++++ Given entries

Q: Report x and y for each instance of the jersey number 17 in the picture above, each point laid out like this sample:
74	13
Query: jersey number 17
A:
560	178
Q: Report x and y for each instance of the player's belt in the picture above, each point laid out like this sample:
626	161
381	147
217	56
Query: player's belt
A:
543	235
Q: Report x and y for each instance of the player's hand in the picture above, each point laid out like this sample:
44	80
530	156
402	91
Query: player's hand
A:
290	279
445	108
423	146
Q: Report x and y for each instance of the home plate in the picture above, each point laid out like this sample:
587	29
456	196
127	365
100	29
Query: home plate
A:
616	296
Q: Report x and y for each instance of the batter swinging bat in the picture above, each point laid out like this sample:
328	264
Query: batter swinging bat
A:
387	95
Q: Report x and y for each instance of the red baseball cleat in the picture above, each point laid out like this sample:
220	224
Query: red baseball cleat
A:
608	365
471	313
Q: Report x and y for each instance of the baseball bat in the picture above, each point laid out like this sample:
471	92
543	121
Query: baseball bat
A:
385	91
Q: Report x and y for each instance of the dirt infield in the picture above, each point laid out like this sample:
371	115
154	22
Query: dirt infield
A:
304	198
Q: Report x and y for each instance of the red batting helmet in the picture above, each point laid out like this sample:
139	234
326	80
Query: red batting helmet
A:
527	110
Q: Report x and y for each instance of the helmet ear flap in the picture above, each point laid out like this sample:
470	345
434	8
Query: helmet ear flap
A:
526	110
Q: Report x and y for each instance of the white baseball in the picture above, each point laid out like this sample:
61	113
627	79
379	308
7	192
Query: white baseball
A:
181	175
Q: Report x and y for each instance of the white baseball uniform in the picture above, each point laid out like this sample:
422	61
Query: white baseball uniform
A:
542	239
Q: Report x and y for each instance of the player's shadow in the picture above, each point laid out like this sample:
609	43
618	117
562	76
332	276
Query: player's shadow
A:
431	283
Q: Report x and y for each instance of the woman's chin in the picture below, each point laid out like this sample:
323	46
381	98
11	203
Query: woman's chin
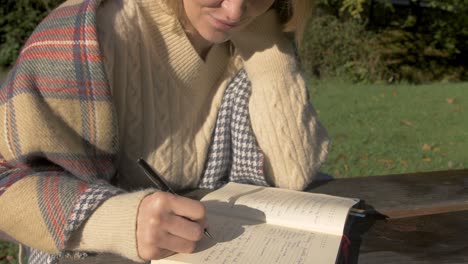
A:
216	37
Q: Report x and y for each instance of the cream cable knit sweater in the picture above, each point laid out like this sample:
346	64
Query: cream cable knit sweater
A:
167	100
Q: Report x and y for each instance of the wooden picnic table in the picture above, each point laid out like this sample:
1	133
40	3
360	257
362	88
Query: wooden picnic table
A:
427	217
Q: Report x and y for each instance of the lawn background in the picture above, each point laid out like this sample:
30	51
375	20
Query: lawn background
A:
388	129
378	129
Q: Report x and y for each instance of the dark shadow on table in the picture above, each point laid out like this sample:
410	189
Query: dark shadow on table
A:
358	229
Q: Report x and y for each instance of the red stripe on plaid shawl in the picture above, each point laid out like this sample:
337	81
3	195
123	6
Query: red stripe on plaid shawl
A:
61	12
12	178
53	211
10	124
48	80
67	56
26	80
90	104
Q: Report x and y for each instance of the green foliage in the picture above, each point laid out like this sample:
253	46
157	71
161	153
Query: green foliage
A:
346	50
18	18
412	43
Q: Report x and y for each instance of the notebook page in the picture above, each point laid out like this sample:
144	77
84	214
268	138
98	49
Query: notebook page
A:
301	210
244	241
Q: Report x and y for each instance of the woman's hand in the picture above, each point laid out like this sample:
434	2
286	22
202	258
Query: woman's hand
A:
167	224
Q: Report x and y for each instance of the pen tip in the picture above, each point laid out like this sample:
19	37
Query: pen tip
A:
208	234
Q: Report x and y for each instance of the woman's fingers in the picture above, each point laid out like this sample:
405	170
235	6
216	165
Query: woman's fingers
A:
184	228
178	244
167	223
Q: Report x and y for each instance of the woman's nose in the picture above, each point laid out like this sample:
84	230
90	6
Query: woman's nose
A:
235	9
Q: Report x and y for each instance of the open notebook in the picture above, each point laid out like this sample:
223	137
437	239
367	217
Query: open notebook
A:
252	224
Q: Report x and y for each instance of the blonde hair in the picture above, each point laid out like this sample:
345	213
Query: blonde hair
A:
293	14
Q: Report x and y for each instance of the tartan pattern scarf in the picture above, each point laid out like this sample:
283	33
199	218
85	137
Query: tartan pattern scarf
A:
59	128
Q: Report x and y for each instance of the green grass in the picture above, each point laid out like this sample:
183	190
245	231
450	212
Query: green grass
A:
383	129
387	129
3	73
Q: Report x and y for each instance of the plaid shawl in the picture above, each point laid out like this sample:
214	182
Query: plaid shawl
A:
59	141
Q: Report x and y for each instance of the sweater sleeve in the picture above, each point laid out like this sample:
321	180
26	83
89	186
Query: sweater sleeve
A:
112	227
58	139
285	124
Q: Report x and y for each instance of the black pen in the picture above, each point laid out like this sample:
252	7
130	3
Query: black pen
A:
161	183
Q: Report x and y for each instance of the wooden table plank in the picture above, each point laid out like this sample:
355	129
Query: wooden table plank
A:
405	195
440	238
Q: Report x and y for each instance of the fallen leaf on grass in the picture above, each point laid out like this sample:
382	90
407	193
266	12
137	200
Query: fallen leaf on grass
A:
426	147
406	123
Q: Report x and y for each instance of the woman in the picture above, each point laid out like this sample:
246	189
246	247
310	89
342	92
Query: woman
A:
207	91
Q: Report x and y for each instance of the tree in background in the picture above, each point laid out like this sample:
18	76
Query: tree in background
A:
389	40
18	18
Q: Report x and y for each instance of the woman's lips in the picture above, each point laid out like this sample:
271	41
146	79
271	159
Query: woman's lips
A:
222	25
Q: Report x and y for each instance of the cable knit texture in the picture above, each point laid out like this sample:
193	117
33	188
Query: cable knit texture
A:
167	99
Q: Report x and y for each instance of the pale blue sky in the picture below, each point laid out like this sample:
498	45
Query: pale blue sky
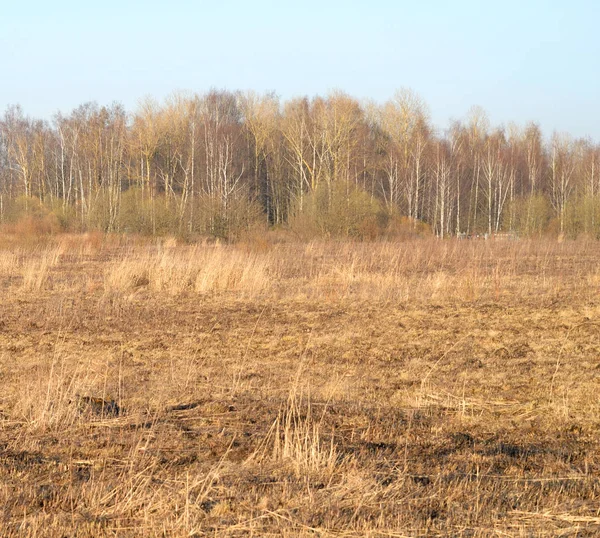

++++++++

• Work item:
Please find each line in the records above that holds the word "lawn", and copy it.

• Result for this exercise:
Q: Report x and y for each instance of the lawn background in the picture above, each point laid out like this sample:
Query: lawn background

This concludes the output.